* _ASSIGNMENT_
Write out the listing below from the line containing "Phrase: woman" to its last line, unaltered, ends included.

* _GIVEN RECORDS_
● ● ● ●
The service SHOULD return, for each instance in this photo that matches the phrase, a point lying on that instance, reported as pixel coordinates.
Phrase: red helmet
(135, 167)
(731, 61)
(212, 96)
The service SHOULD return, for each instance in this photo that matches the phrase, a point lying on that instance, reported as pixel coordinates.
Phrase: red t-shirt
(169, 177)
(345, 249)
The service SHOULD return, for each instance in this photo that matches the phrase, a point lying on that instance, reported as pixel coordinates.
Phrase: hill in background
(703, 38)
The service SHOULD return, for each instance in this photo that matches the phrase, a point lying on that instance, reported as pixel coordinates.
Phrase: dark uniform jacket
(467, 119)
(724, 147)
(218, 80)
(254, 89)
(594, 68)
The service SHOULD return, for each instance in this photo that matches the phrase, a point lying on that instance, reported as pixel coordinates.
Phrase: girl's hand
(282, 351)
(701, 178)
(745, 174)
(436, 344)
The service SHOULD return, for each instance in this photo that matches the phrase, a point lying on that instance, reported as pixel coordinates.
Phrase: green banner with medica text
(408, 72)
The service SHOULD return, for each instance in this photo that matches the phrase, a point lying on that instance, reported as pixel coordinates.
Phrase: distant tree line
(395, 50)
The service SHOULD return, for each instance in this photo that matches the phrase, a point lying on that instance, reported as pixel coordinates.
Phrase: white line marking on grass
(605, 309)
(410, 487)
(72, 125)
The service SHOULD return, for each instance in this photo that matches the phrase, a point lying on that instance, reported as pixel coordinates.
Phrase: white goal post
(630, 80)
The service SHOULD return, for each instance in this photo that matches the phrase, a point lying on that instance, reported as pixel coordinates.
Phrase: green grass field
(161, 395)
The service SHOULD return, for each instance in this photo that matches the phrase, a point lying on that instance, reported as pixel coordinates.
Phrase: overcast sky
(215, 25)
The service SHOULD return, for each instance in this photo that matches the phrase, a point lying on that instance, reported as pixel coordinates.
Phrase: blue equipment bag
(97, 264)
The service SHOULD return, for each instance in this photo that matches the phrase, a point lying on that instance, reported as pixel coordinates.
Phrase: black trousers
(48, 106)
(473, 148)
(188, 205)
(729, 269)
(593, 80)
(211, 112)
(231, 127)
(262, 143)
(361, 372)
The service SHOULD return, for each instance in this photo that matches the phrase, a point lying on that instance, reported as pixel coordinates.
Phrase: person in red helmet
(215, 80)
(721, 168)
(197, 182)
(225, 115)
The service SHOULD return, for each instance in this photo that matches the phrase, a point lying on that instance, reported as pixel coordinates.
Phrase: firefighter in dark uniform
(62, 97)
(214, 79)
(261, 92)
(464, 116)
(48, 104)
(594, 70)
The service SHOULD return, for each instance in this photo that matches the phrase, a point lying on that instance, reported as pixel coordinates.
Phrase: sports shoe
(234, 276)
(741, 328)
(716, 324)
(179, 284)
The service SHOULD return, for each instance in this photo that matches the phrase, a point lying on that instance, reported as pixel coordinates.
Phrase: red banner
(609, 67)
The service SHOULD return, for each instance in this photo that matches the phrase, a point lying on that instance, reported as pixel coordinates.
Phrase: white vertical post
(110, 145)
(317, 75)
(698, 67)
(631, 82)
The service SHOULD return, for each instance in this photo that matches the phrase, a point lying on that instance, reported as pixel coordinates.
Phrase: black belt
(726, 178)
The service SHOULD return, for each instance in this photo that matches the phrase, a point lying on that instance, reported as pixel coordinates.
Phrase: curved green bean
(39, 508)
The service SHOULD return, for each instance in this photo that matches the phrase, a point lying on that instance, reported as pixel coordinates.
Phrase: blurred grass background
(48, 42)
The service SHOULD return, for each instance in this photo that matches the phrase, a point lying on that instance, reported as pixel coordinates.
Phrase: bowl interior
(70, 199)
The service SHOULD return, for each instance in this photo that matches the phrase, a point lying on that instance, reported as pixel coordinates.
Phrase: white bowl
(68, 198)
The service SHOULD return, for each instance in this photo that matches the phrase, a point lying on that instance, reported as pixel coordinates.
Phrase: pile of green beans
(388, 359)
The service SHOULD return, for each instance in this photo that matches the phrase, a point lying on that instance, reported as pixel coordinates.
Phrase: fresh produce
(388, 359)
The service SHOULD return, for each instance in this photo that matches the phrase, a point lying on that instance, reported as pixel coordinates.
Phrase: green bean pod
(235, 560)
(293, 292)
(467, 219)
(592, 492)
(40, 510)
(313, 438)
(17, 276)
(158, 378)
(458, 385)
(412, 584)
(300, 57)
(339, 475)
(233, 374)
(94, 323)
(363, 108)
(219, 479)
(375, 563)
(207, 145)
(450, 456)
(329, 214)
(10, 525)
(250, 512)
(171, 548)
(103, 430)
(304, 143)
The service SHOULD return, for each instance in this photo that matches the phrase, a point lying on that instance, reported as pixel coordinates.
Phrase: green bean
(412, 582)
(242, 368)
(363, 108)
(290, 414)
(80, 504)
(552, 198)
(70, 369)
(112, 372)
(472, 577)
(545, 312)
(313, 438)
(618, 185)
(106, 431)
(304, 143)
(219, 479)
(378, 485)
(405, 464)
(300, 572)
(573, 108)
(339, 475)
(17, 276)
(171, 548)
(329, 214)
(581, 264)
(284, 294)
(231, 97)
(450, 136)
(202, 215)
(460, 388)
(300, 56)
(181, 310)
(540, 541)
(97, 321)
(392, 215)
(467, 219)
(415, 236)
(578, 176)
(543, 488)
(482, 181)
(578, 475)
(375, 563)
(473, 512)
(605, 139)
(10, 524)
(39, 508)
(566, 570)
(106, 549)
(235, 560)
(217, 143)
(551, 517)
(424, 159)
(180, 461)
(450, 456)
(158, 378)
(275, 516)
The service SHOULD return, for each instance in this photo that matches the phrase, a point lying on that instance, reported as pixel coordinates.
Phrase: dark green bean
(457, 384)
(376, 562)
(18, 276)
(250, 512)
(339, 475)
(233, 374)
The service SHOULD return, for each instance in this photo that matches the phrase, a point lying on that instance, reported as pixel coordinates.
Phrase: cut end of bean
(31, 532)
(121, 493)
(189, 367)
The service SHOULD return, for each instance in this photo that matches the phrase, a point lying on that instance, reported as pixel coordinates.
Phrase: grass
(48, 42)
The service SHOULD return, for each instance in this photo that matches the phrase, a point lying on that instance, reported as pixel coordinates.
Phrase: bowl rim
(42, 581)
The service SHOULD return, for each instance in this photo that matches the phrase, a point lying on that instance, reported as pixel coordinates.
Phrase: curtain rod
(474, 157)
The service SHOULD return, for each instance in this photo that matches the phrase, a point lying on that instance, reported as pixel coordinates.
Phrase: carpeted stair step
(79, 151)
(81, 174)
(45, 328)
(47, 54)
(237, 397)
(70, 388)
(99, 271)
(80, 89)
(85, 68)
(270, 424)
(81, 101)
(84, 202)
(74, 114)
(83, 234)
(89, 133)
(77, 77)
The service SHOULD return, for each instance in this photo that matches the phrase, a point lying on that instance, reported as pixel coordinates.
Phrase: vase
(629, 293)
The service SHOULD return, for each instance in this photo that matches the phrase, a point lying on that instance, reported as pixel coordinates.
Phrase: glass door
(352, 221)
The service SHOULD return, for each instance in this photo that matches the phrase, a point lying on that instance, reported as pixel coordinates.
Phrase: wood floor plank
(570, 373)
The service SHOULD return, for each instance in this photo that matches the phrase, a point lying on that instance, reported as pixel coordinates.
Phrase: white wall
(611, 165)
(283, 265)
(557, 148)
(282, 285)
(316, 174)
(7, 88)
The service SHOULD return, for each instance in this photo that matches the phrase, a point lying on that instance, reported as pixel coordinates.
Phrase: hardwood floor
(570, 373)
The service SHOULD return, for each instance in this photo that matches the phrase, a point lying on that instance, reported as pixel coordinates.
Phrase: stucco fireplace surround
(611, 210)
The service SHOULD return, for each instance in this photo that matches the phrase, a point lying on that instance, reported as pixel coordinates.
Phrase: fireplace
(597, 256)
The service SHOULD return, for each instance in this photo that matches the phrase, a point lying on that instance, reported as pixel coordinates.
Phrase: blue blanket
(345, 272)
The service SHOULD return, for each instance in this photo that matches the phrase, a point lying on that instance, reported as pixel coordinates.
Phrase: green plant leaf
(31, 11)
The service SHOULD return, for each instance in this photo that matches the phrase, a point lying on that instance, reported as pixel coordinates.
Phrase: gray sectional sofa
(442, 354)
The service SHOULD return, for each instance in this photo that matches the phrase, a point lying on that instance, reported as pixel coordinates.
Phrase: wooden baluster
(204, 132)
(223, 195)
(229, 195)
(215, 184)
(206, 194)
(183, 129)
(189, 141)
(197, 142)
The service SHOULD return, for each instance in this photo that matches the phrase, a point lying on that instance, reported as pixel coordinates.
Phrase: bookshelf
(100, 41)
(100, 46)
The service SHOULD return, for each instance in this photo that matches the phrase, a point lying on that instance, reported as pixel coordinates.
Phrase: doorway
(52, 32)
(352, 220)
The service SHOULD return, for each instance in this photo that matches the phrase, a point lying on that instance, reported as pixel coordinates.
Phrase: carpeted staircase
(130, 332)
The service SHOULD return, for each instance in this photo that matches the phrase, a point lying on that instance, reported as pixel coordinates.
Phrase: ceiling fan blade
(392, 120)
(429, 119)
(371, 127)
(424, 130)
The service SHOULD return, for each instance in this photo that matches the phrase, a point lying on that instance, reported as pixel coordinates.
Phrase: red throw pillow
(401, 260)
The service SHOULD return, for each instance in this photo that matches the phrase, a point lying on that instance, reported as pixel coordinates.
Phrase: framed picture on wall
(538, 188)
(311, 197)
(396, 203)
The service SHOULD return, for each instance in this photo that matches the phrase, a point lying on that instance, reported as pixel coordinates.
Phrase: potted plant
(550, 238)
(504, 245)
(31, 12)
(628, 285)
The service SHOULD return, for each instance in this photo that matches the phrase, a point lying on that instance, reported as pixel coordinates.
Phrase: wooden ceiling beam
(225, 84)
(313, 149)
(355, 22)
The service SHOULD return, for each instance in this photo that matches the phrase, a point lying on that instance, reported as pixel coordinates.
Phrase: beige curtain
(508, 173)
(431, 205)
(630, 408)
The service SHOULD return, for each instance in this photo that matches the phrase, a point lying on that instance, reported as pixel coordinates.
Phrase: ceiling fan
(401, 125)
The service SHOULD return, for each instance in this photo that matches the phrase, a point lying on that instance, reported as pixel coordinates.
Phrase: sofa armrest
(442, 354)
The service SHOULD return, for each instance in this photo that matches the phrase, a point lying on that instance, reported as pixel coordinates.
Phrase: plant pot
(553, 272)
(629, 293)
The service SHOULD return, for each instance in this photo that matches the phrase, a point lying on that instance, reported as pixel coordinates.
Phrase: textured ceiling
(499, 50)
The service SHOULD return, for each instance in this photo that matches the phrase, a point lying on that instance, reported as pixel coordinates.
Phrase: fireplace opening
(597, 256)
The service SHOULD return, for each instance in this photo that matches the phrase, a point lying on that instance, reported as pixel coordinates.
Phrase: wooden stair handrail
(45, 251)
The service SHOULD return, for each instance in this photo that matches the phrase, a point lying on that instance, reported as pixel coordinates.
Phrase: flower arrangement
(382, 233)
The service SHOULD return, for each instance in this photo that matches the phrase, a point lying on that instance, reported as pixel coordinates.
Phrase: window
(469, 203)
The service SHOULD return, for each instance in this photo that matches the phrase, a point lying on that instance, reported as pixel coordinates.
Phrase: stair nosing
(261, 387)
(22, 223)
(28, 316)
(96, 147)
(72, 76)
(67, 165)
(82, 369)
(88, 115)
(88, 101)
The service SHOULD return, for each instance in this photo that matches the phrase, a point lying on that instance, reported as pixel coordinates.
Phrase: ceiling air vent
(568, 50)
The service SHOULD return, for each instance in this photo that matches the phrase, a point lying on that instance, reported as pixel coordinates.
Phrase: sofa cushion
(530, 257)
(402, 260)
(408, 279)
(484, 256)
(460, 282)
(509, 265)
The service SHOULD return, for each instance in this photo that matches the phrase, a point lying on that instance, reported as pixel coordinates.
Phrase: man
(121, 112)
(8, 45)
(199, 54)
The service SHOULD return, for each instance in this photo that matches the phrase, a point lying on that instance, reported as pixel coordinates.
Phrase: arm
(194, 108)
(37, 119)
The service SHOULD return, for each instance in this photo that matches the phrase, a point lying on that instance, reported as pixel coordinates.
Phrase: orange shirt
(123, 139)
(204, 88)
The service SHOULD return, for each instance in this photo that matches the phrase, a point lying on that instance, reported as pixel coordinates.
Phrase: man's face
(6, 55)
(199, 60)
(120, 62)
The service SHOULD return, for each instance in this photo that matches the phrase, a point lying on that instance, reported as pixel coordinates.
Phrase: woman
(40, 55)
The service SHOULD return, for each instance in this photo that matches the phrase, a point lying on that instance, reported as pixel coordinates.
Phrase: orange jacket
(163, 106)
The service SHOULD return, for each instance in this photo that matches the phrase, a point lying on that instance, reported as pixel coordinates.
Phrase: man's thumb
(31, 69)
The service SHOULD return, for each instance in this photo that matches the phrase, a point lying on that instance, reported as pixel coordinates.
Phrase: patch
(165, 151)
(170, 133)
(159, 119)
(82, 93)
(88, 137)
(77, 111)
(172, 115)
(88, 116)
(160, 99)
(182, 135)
● ● ● ●
* _EXERCISE SOLUTION_
Phrase: woman
(40, 55)
The service SHOULD return, for each instance in this photo that matches the phrase, a point lying on that instance, reported as pixel coordinates.
Phrase: orange jacket
(163, 106)
The service SHOULD return, for each instance in this photo that matches the phrase, a point lying on that instance, reported as pixel coordinates.
Phrase: man's thumb
(31, 69)
The service SHOULD return, for each instance in this photo that matches the phrase, a point lying on that instance, reported as pixel coordinates.
Phrase: patch
(165, 151)
(170, 133)
(159, 119)
(82, 93)
(88, 137)
(77, 111)
(172, 115)
(88, 116)
(160, 99)
(182, 135)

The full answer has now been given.